Education in the Chinese Hills

by LO CH’UAN-FANG and RUTH EARNSHAW LO

1

The Professor Speaks

HUA CHUNG COLLEGE
HSICHOW, YUNNAN, CHINA
THE plight of the college professor in China today is as familiar to the man in the street as the notorious wealth of war profiteers. After six long years of refugee life, the once honored intellectual aristocrat of Chinese society is forced to accept a mode of existence only a few steps higher than that of the proverbially poor and maltreated Chinese coolie. Unlike the physical toiler, who is accustomed to hardships and deprivations of all kinds, the college professor in China has had to learn to readjust himself to ever deteriorating circumstances. This constant demand for readjustment has not been easy for one who, before the war, enjoyed the luxury of social prestige, economic security, and the ready gratification of intellectual cravings. The professor in wartime China has made himself conspicuous, not by his mental wealth, but by his material poverty.
Most distressing, perhaps, to the academic mind is the loss or scarcity of the essential tools of education. To his infinite sorrow, the refugee professor is obliged to curtail both teaching and research, for the simple but weighty reason that educational and research materials are limited, and cannot be replenished for a long time to come. Thus the very fulfillment of professorial duties and ambitions is greatly handicapped. Books are rare or out of reach, and the price of paper is becoming prohibitive — not to mention the absence of laboratory facilities for scientific investigations.
Most college teachers have lost contact with the outside world of learning. Since Pearl Harbor, for example, I have not been able to buy a single book or subscribe to a single periodical. The college library has nothing new to offer either. After a little while one is forced to recognize the unpleasant truth that the professorial mind is becoming stale and isolated, and can present to the students nothing better than a repetition of old lecture notes. Sometimes a professor may not mind repeating the same lecture to different classes, but sooner or later he gets tired of saying the same thing every year. Sad is the moment when he discovers that what he knows to be antiquated doctrine is dutifully recorded in students’ notebooks as precious truth.
It is equally impossible to try to live up to one’s educational ideal by enforcing high scholastic standards upon students, most of whom do not own a single textbook on any subject. For very few textbooks are available either in the market or in the college reading room. It is this feeling of being compelled to remain ignorant in one’s own field of study, and to relinquish high standards of education, that makes college teaching in China today a demoralizing routine.
Literature of general interest is just as difficult to get as college textbooks. In our college, which is located in the backwoods of Yunnan, the newspapers that reach us are at least three days old. One is fortunate indeed if one can get hold of a copy of Life or the Reader’s Digest of any date. It is greedily consumed and shared by the whole faculty. Thanks to the American Information Service and the Press of the British Embassy, one may gain an inkling of what is going on in the world through the war bulletins that they distribute among the English-speaking public in China.

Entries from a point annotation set
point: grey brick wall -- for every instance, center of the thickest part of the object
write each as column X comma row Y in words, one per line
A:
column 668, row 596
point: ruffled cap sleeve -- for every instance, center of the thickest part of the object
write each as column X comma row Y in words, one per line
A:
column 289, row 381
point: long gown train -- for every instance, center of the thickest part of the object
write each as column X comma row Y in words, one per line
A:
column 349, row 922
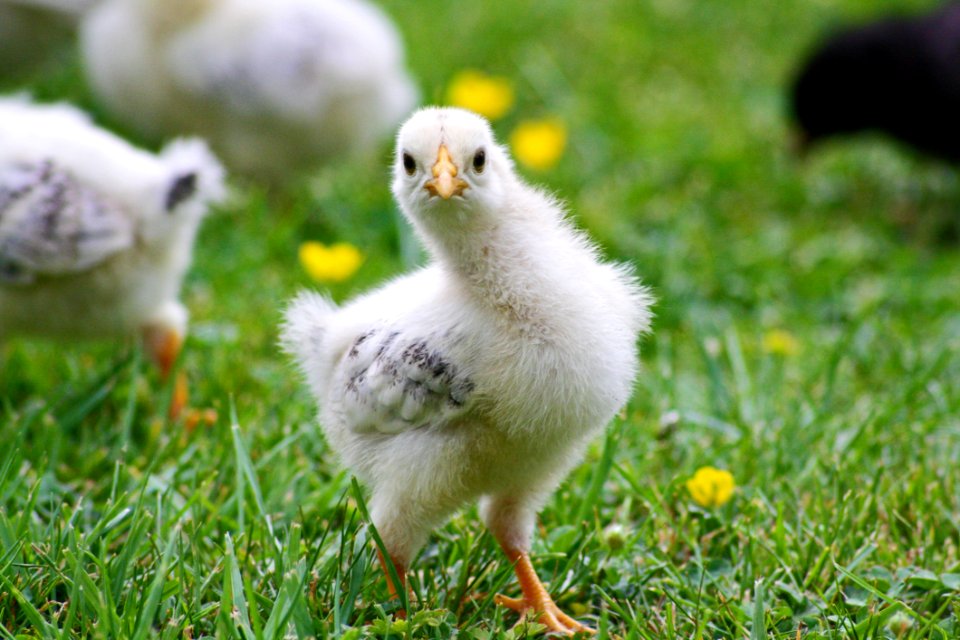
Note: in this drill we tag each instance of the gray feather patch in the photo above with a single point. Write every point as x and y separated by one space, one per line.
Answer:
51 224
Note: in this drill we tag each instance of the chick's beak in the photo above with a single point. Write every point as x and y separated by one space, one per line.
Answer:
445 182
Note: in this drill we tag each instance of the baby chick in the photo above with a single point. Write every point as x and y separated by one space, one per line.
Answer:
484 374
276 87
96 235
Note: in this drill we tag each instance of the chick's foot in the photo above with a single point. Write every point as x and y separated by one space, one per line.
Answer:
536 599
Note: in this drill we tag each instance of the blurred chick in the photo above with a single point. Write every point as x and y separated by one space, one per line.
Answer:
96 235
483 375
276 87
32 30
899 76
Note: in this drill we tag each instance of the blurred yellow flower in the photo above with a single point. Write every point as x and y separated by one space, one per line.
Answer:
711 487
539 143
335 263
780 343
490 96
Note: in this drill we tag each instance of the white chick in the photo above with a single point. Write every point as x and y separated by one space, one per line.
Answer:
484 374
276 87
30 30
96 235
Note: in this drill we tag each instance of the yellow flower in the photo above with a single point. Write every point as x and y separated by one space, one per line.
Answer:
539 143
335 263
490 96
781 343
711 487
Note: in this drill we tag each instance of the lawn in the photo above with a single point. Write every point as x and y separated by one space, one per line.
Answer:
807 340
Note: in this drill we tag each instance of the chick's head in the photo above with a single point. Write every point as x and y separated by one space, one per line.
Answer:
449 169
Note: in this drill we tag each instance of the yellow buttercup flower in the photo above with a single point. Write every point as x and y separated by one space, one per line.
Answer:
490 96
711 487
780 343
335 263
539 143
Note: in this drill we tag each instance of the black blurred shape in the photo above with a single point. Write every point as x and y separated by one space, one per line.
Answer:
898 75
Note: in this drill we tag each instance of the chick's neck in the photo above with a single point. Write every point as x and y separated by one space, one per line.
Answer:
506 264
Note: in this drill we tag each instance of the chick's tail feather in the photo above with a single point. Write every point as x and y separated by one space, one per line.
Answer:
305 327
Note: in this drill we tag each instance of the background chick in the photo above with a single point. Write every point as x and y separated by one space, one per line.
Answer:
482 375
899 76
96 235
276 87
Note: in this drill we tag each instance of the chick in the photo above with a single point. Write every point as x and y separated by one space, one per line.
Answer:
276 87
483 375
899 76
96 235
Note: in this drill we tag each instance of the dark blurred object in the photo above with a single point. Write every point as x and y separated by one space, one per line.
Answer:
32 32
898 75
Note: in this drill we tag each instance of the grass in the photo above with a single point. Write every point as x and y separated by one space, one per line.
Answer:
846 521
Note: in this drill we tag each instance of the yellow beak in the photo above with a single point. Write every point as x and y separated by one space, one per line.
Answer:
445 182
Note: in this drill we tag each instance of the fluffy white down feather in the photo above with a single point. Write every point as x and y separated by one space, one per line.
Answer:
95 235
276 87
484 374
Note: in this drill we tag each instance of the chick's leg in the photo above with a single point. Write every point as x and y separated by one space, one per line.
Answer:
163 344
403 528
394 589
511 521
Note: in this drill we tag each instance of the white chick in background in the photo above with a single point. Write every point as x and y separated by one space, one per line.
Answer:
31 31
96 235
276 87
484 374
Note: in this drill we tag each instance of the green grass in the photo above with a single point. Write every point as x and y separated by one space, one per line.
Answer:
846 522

* _To-do list_
1 – Answer these questions about the Chinese Hills essay:
(a) How many years of refugee life does it say the college professor has endured?
(b) Since which event has the writer been unable to buy a book or subscribe to a periodical?
(c) How old, at minimum, are the newspapers that reach the college?
2 – Carry the Chinese Hills essay forward, starting after its final sentence.
The items play no part in this work.

* _Set of answers_
1 –
(a) Six years.
(b) Pearl Harbor.
(c) At least three days old.

2 –
In the wartime Chinese college, research is carried on only under exacting conditions. The most general references are often not available. In one refugee college, the only encyclopedia that it possesses is almost sixty years old. For physical and chemical experiments, the supply of electric power is a problem, even for the equipment and materials at one’s disposal. Social scientists who wish to make an extensive survey of any kind are confronted with the difficulty of communication and transportation.
In spite of all the handicaps, however, some research is going on in almost every refugeo college in China. The pursuit of knowledge for its own sake has not been willingly abandoned by the povertystricken professor. As is to be expected at this time, there is a great demand for research in the practical fields of industrial chemistry, physical engineering, meteorology, and wartime economy. The Chinese Ministry of Economics, with the coöperation of the Ministry of Education, is offering prizes ranging from $5000 to $100,000, Chinese currency, to anyone who succeeds in inventing native processes for the manufacture of war and industrial commodities. Since the migration of Chinese colleges has brought them into close contact with the tribes of Miao, Lo-Lo, Ch’iang, and others, philologists and sociologists have been busy studying their dialects and folklore. The Ministry of Education has contributed toward the maintenance of scientific research by awarding prizes for distinguished works and by making grants in aid of special studies.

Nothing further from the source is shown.